_Consegna_: Traduci in inglese questa frase dell'estratto sul viaggio mancato di Salvini in Nigeria: "Era stata annunciata in piena calura estiva, il 16 agosto."

_Estratto_:
━━━━
Il Messaggero, 29 settembre 2015
«Evidentemente per qualcuno era una missione scomoda»: Matteo Salvini vede un complotto italo-nigeriano dietro il visto negato dal governo di Abuja alla spedizione padana "Aiutiamoli a casa loro", con cui 19 leghisti capitanati dal leader avrebbero voluto «portare lavoro e investimenti» nel Paese africano. «Loro vengono da noi senza documenti, mentre noi non riusciamo ad andare da loro neanche quando i documenti ce li abbiamo: loro sanno difendere i loro confini e noi no». Prossimo obiettivo: Marocco
Si era vaccinato contro la febbre gialla. Matteo Salvini. E come lui anche gli altri 19 leghisti della delegazione pronti a imbarcarsi per la Nigeria, paese in cui il virus della malaria è ancora diffuso. Aveva smaltito con qualche difficoltà gli effetti. Due giorni a letto con un rialzo significativo della temperatura. Poi all’ultimo istante la doccia fredda: niente visto. Il Consolato del Paese africano gliel’ha negato, apparentemente per problemi di natura burocratica. Salvini ha voluto che i primi a saperlo fossero gli ascoltatori di Radio Padania: «Avevo pronta la valigia, sarei andato con una delegazione di imprenditori che avrebbero voluto portare lavoro e investimenti in un Paese che potrebbe essere ricchissimo». Viaggio annullato dunque e addio alla missione “aiutiamoli a casa loro”. Era stata annunciata in piena calura estiva, il 16 agosto. Erano i giorni in cui sulle coste italiane sbarcavano con cadenza quotidiana centinaia di immigrati «il 29, 30 settembre e il primo ottobre prendo un aereo e vado in Nigeria», aveva annunciato Salvini, «anche se in realtà – aveva aggiunto punzecchiando il nostro ministro dell’Interno – ad andarci dovrebbe essere Alfano».
«MISSIONE SCOMODA»
Ora che il viaggio è sfumato il leader leghista pensa a una congiura. E attacca: «Evidentemente a qualcuno dava fastidio e quindi ho ritirato il passaporto senza il visto, per qualcuno era una missione scomoda». Riferimento a presunte pressioni che avrebbero convinto i nigeriani a negargli gli ingresso.
━━━━
_Dati forniti_:
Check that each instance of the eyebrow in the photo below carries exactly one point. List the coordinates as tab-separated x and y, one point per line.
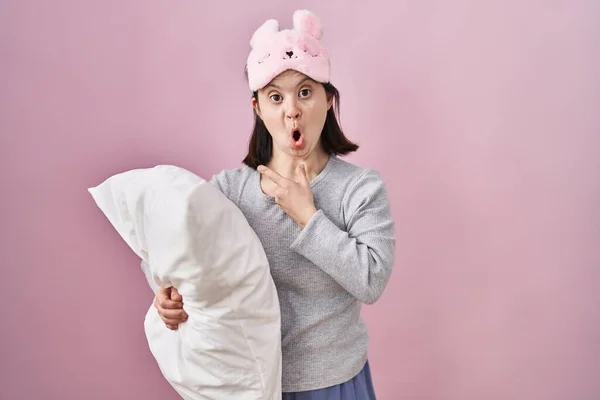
━━━━
_Soluzione_: It had been announced in the height of the summer heat, on August 16.